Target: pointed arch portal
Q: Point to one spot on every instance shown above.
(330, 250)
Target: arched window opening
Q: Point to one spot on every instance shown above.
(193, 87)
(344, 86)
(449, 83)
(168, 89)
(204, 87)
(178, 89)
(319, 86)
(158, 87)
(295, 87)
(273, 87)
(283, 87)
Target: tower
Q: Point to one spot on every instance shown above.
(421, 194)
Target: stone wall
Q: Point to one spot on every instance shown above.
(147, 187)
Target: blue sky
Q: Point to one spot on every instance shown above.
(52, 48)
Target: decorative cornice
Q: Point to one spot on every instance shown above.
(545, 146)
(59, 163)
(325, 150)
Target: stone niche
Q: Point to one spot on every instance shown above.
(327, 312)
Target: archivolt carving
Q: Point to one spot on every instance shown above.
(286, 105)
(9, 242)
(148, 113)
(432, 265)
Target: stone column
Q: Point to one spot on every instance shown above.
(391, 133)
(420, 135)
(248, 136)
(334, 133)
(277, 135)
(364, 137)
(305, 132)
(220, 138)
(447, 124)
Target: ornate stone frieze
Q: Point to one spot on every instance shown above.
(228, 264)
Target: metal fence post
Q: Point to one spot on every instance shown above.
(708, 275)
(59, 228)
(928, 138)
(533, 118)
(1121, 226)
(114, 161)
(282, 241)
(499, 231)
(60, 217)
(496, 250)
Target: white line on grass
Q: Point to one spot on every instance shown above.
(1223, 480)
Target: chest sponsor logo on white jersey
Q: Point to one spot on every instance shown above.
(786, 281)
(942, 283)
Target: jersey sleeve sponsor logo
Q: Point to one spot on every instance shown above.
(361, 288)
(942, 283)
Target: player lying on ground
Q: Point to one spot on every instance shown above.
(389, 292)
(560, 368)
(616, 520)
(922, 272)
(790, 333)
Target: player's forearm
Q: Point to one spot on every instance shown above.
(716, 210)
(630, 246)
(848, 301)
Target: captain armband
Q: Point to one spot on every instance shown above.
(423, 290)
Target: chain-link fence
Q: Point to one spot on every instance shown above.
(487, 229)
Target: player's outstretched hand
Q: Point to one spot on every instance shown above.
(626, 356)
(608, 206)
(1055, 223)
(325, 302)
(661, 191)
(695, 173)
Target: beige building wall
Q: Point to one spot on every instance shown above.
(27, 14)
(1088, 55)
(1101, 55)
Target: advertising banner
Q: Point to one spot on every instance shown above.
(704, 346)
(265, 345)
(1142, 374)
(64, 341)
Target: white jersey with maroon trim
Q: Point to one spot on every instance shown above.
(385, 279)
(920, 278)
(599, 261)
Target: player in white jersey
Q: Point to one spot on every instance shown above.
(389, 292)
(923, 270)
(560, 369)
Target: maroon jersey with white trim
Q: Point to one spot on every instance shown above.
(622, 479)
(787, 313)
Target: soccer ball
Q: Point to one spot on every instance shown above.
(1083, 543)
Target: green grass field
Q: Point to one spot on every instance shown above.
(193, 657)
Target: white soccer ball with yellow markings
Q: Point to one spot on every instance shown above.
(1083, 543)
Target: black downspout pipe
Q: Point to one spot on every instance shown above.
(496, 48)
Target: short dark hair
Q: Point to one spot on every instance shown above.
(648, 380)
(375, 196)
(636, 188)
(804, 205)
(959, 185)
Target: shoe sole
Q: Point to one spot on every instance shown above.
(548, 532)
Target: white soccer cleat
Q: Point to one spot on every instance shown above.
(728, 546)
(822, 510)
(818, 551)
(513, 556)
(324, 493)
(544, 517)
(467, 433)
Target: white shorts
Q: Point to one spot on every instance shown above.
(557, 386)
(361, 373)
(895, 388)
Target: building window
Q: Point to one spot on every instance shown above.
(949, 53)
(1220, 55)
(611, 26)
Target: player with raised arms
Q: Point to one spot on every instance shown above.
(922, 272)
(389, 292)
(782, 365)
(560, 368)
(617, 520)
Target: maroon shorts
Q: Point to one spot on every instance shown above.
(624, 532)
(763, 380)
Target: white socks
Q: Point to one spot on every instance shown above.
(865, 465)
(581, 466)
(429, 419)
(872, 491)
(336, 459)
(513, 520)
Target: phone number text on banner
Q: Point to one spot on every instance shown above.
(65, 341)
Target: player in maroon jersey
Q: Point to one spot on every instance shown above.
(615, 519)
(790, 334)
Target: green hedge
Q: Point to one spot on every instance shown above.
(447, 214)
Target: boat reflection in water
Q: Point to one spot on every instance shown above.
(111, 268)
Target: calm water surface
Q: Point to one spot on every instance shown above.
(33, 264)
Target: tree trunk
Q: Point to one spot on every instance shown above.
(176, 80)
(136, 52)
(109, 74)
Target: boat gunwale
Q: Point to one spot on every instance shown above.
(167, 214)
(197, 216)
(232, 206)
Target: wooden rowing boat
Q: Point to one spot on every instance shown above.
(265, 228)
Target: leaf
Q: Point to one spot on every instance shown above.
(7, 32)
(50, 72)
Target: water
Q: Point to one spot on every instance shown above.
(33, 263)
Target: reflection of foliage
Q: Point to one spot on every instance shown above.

- - -

### Goal of the exercise
Write out the data exactly as it stands.

### Result
Target: pointed arch portal
Q: Point to one spot on every instance shown above.
(330, 250)
Target: arched window opening
Q: Point to one spot on every instance shown above.
(193, 87)
(344, 86)
(449, 83)
(168, 89)
(204, 87)
(178, 89)
(319, 86)
(158, 87)
(295, 87)
(273, 87)
(283, 87)
Target: tower
Q: Point to one spot on every instance shown above.
(421, 194)
Target: stone wall
Q: Point to one spot on every instance shown above.
(147, 187)
Target: blue sky
Q: Point to one spot on every instance shown above.
(52, 48)
Target: decorative cornice
Q: Point to one spot on every instance shown above.
(545, 146)
(59, 163)
(325, 150)
Target: stone niche
Q: Point to one spot on every instance shown above.
(327, 312)
Target: archivolt carving
Q: Point to one spot on every instance shown above.
(286, 105)
(9, 242)
(148, 113)
(432, 265)
Target: stone column
Q: Point to one spot on every instance shown above.
(391, 133)
(420, 135)
(248, 136)
(334, 133)
(277, 135)
(364, 137)
(305, 132)
(220, 138)
(447, 124)
Target: ornate stone frieze
Q: Point to one spot on every instance shown above.
(228, 264)
Target: metal fence post
Q: Point to one spot on every instance shown above.
(708, 275)
(59, 228)
(928, 138)
(533, 118)
(1121, 226)
(114, 161)
(282, 241)
(499, 231)
(60, 217)
(496, 250)
Target: white line on grass
Q: Point to one spot on every instance shown above.
(1223, 480)
Target: chest sponsor logo on white jersey
Q: Point to one spot on every instance shown above.
(786, 281)
(942, 283)
Target: jersey sleeve sponsor logo
Q: Point to one spot on every instance shown above.
(361, 288)
(942, 283)
Target: player lying on ground
Q: Point to one spot on every instance shown above.
(389, 292)
(560, 368)
(616, 520)
(922, 272)
(790, 333)
Target: player's forearm
Q: Point to one spot on every instance shown above.
(716, 210)
(630, 246)
(848, 301)
Target: captain armband
Q: Point to one spot on every instance shown above.
(423, 290)
Target: chain-link fence
Q: Point to one spot on every instance shown above.
(487, 229)
Target: player's outstretched hand
Q: Point to one spot on every instance shown above.
(626, 356)
(608, 206)
(1055, 223)
(325, 302)
(661, 191)
(695, 173)
Target: beige building wall
Q: Point to one spot on every instance shown above.
(27, 14)
(1088, 55)
(1101, 55)
Target: advertising banner
Q: Point to one spot on every instance shown above.
(704, 346)
(265, 345)
(1142, 374)
(64, 341)
Target: white jersey with maroon trim
Q: Point to one spot on every instance shown above.
(385, 279)
(920, 278)
(599, 261)
Target: player in white jersey
Q: Point to one spot on every instance shown above.
(389, 292)
(923, 270)
(560, 369)
Target: maroon jersey with white trim
Q: Point to one spot on every instance shown above.
(622, 479)
(787, 313)
Target: soccer ball
Q: Point to one spot on every instance shown above.
(1083, 543)
Target: green grass field
Q: Point to one spot on every instance shown above.
(193, 657)
Target: white soccer ball with yellow markings
Q: Point to one spot on every instance shown above.
(1083, 543)
Target: black downspout pipe
Q: Point to one spot on every instance shown above.
(496, 48)
Target: short dark hair
Q: Point to one spot on every instance shown above.
(648, 380)
(375, 196)
(636, 188)
(804, 205)
(959, 185)
Target: shoe sole
Q: Point to one spot on every instance shown above.
(548, 532)
Target: white soccer cleat
Q: Point to one spot on every instance shown above.
(728, 546)
(822, 510)
(818, 551)
(513, 556)
(324, 493)
(544, 517)
(467, 433)
Target: white shorts
Q: Point to one spot on every instance shown above.
(557, 386)
(361, 373)
(895, 388)
Target: building window
Q: Point to one spot on every instance shown above.
(949, 53)
(1220, 55)
(611, 26)
Target: player with raised arms
Q: Point to one spot on every instance shown above.
(922, 272)
(389, 292)
(782, 365)
(560, 368)
(617, 520)
Target: maroon shorts
Q: Point to one spot on every instance shown above.
(624, 532)
(763, 380)
Target: white socks
Q: Point to one spot on every instance shown above.
(865, 465)
(581, 466)
(429, 419)
(872, 491)
(336, 459)
(513, 520)
Target: phone number text on banner
Q: Point to one spot on every instance shown above.
(65, 341)
Target: player in maroon jersey
Q: Point to one spot on every instance shown above.
(615, 519)
(790, 334)
Target: green hedge
Q: Point to one spot on every instance shown above.
(447, 214)
Target: boat reflection in water
Q: Point to one spot on every instance shown above.
(111, 268)
Target: calm water surface
Q: Point to one spot on every instance shown above.
(33, 264)
Target: tree trunk
Q: Point to one spot on every instance shown above.
(176, 80)
(136, 52)
(109, 74)
Target: boat gunwale
Q: Point to one spot on every instance shown above.
(167, 214)
(197, 216)
(232, 206)
Target: wooden rowing boat
Q: Point to one spot on every instance shown above.
(265, 228)
Target: leaf
Q: Point to one spot on every instance shown above.
(7, 32)
(50, 72)
Target: water
Q: Point to one spot on every instance shown above.
(33, 263)
Target: reflection of foliage
Q: Point to one spot on every instance shown above.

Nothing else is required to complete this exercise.